Dataset records: Begin

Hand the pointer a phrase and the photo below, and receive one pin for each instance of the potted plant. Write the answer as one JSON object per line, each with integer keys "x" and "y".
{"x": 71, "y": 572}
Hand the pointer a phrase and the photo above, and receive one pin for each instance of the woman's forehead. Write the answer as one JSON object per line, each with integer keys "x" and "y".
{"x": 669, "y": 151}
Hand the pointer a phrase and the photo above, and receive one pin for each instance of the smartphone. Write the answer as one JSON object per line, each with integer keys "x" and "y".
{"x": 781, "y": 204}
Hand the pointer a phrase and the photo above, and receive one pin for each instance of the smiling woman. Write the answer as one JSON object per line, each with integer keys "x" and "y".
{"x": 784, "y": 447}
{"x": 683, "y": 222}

Dataset records: End

• [Task to complete]:
From the line with "of the woman's" through the last line of the records, set down every line exactly as written and leave out all others.

• [Solution to this exercise]:
Hand the pointer a phrase and the photo above, and receive one pin for each instance of the woman's forehead. Write the answer as one JSON object per line, each with integer keys "x" and "y".
{"x": 669, "y": 151}
Hand the pointer a phrase and the photo above, and receive one pin for each instance of the smartphone. Write the answer as one JSON object per line, each with integer keys "x" and "y".
{"x": 781, "y": 204}
Hand the pointer a phrase and the photo above, and receive one pin for each instance of the smiling woman. Write the answer as one JSON object per line, each with integer keys "x" and "y".
{"x": 784, "y": 447}
{"x": 683, "y": 222}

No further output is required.